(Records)
* START *

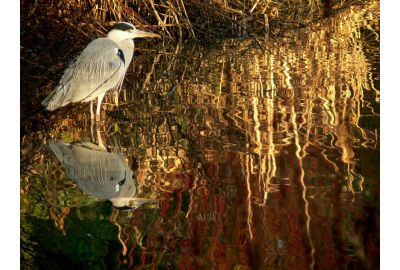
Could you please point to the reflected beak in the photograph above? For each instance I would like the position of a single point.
(140, 33)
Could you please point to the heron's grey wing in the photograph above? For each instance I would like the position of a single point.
(97, 69)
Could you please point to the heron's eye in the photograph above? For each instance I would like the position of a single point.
(122, 181)
(120, 54)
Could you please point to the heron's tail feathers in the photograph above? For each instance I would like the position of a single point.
(56, 99)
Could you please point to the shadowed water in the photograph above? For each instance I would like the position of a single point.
(237, 154)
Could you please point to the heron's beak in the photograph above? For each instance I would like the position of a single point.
(140, 33)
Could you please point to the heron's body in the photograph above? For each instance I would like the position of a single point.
(99, 68)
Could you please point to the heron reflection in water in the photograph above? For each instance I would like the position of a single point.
(102, 174)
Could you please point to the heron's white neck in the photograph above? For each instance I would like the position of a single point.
(118, 35)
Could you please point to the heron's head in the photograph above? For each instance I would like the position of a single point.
(124, 30)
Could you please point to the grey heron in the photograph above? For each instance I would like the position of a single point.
(100, 67)
(102, 174)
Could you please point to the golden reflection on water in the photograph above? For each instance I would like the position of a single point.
(253, 147)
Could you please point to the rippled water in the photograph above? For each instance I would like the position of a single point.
(236, 154)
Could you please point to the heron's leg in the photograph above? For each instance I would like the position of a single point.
(99, 140)
(99, 100)
(91, 110)
(116, 95)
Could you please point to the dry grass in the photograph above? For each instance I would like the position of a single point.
(52, 32)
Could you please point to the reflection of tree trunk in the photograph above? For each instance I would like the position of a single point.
(327, 8)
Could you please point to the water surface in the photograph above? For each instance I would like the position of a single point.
(237, 154)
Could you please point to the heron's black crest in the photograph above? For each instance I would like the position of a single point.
(120, 54)
(123, 26)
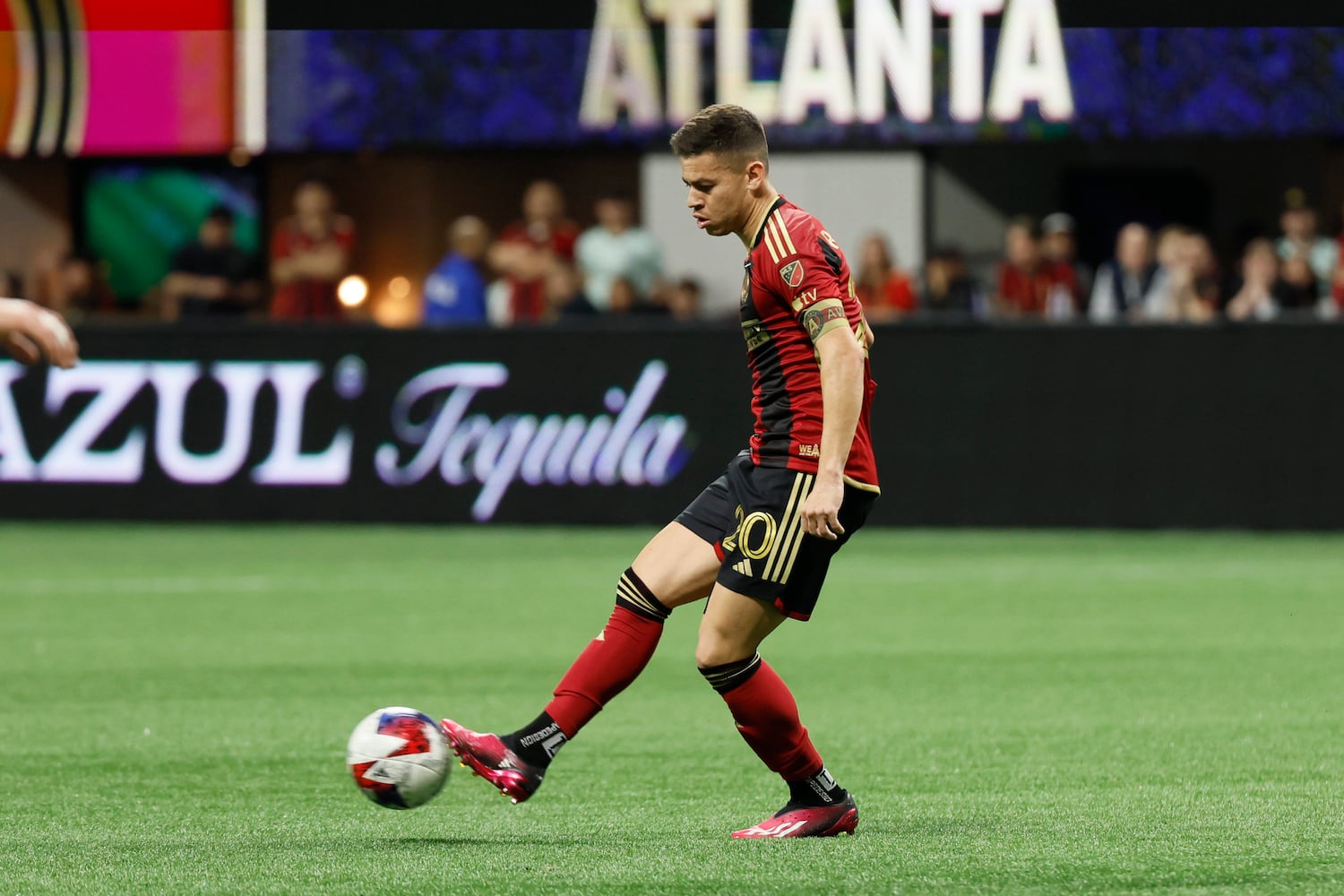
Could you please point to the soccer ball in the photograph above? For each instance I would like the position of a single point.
(398, 756)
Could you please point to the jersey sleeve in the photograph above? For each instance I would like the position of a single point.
(808, 271)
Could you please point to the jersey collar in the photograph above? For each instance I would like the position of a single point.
(779, 202)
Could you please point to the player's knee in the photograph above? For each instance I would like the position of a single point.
(712, 650)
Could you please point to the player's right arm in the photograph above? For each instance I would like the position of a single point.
(31, 332)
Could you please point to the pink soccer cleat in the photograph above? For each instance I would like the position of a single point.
(488, 758)
(808, 821)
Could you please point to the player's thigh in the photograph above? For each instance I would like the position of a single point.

* END *

GIVEN INSTRUCTION:
Omit the pictures and write out exactly the lines from the one containing "Could you please point to the heron's black" through the last line of the material.

ANSWER TO THIS EXERCISE:
Could you please point to the heron's black crest in the photograph above? For each instance I would like the position of a single point.
(120, 54)
(123, 26)
Could you please point to the soccer ball in the photograph above? For each instance I would like the position of a single point.
(398, 756)
Could you please point to the jersey sleeve in the photograph above? For each instance I would like the position of a single point.
(808, 271)
Could you please point to the jersey collar in the photograph above? For each instance I would like the position of a single point.
(779, 202)
Could you please point to the player's knee in the photograph above? For each instance I would like the position of a single point.
(712, 650)
Could you please point to the player's right arm in the photograph above? For each instance I would like the position of a single point.
(31, 332)
Could you please point to the pink soccer cleat in the photograph above? For each instance I would like the position of a single point.
(488, 758)
(808, 821)
Could you please point to the player's thigh in the photograph above? For each instance I would like the position of a single point.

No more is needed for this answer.